# EXTRACT TO READ
((

This post contributed by Elizabeth Nosari, Nau Project Archivist at the Albert and Shirley Small Special Collections Library. Her work involves processing the John L. Nau III Civil War History Collection, which includes correspondence, diaries, photographs, military records, currency, and printed materials relating to the American Civil War (1861–65).  

Popular notions of women during the Civil War center on self-sacrificing nurses, romantic spies, or brave ladies maintaining the home front in the absence of their men. This conventional picture of gender roles does not tell the entire story, however. Men were not the only ones to march off to war. Women bore arms and charged into battle, too.

))

(Shape boundary entries)
((

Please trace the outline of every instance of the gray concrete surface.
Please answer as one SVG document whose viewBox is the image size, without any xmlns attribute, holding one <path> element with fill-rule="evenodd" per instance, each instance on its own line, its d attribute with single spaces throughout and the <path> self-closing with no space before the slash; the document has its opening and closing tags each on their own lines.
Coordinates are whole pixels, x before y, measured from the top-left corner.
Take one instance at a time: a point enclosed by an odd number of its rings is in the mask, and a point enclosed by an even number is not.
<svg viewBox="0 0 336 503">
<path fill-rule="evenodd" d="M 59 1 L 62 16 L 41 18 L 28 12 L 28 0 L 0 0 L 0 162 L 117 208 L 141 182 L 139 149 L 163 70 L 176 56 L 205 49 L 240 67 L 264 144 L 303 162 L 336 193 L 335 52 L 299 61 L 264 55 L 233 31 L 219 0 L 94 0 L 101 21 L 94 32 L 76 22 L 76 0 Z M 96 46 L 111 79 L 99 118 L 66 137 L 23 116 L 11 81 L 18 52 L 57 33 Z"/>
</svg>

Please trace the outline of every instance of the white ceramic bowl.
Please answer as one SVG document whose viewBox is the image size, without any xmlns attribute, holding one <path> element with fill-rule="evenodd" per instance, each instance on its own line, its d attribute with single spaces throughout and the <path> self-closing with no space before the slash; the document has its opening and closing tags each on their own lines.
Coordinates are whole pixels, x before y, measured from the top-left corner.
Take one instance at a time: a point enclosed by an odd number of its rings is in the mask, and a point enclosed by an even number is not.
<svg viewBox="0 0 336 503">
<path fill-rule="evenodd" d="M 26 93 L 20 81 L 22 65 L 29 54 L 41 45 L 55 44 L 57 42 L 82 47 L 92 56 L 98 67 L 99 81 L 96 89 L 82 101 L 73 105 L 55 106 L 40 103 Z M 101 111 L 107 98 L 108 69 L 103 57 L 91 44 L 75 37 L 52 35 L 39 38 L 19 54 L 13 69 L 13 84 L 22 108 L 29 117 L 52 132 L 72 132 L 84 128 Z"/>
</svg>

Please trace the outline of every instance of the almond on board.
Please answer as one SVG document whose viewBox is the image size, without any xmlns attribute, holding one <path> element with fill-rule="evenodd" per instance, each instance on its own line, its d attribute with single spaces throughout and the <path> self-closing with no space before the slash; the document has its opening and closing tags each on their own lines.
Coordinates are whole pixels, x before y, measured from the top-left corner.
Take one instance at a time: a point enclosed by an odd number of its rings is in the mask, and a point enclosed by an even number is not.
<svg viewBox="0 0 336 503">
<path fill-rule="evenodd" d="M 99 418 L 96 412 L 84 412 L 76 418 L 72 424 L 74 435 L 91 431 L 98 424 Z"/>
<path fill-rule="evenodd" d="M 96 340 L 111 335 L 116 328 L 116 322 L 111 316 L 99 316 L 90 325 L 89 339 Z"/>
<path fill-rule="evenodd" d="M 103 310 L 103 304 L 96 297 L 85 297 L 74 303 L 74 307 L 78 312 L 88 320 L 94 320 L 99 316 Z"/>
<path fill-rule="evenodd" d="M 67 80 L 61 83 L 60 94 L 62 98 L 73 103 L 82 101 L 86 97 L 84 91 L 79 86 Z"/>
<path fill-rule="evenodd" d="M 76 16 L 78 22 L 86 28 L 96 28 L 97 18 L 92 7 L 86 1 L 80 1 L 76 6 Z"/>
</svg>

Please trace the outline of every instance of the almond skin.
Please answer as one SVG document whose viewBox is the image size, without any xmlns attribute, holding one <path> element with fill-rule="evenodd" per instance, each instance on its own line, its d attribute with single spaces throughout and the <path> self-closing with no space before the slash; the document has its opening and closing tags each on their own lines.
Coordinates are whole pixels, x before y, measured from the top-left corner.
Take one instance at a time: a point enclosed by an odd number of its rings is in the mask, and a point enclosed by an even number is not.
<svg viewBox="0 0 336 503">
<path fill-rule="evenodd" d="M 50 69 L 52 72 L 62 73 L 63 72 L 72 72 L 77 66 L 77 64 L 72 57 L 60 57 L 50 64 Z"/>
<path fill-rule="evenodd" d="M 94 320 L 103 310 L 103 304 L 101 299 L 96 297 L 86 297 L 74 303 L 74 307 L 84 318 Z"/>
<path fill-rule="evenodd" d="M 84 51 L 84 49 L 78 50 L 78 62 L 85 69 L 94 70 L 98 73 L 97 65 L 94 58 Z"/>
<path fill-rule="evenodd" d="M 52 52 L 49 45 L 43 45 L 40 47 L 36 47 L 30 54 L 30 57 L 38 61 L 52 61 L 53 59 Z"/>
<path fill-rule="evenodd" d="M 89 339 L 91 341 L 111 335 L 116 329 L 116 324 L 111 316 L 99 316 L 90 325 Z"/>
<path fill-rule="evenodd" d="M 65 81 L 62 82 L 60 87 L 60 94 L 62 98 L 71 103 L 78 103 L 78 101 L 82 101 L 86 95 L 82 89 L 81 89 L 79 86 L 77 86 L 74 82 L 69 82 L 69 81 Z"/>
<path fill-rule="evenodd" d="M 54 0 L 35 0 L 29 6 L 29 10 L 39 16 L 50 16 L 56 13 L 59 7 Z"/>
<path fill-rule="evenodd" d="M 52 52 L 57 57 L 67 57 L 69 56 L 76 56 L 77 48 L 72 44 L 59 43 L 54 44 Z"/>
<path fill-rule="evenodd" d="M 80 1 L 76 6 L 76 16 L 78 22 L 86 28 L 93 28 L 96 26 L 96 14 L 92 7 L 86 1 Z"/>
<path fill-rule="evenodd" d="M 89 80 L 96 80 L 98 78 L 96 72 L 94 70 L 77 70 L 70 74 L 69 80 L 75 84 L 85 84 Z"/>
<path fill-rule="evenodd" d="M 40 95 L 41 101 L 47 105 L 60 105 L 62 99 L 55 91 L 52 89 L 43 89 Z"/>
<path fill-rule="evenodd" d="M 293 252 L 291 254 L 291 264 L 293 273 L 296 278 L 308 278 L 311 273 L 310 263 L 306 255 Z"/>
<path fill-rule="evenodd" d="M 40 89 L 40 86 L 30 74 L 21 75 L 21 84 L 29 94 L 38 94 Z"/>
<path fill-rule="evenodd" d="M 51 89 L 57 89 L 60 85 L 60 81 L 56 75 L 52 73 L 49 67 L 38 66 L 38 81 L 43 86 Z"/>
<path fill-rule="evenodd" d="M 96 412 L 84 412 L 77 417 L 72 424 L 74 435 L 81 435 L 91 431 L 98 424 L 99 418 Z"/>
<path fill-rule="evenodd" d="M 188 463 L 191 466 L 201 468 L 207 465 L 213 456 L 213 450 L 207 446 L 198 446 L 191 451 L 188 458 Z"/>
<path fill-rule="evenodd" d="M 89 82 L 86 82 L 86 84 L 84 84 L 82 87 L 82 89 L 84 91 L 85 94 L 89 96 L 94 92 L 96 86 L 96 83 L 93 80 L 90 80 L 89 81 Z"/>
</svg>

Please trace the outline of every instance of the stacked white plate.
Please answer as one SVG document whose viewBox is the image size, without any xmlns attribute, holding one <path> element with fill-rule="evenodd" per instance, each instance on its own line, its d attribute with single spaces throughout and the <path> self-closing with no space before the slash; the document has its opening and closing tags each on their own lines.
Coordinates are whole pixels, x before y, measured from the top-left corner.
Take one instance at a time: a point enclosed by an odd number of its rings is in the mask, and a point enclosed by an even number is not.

))

# YOUR GOAL
In the post about women in the Civil War, what position does Elizabeth Nosari hold?

# TASK RESULT
She is the Nau Project Archivist at the Albert and Shirley Small Special Collections Library.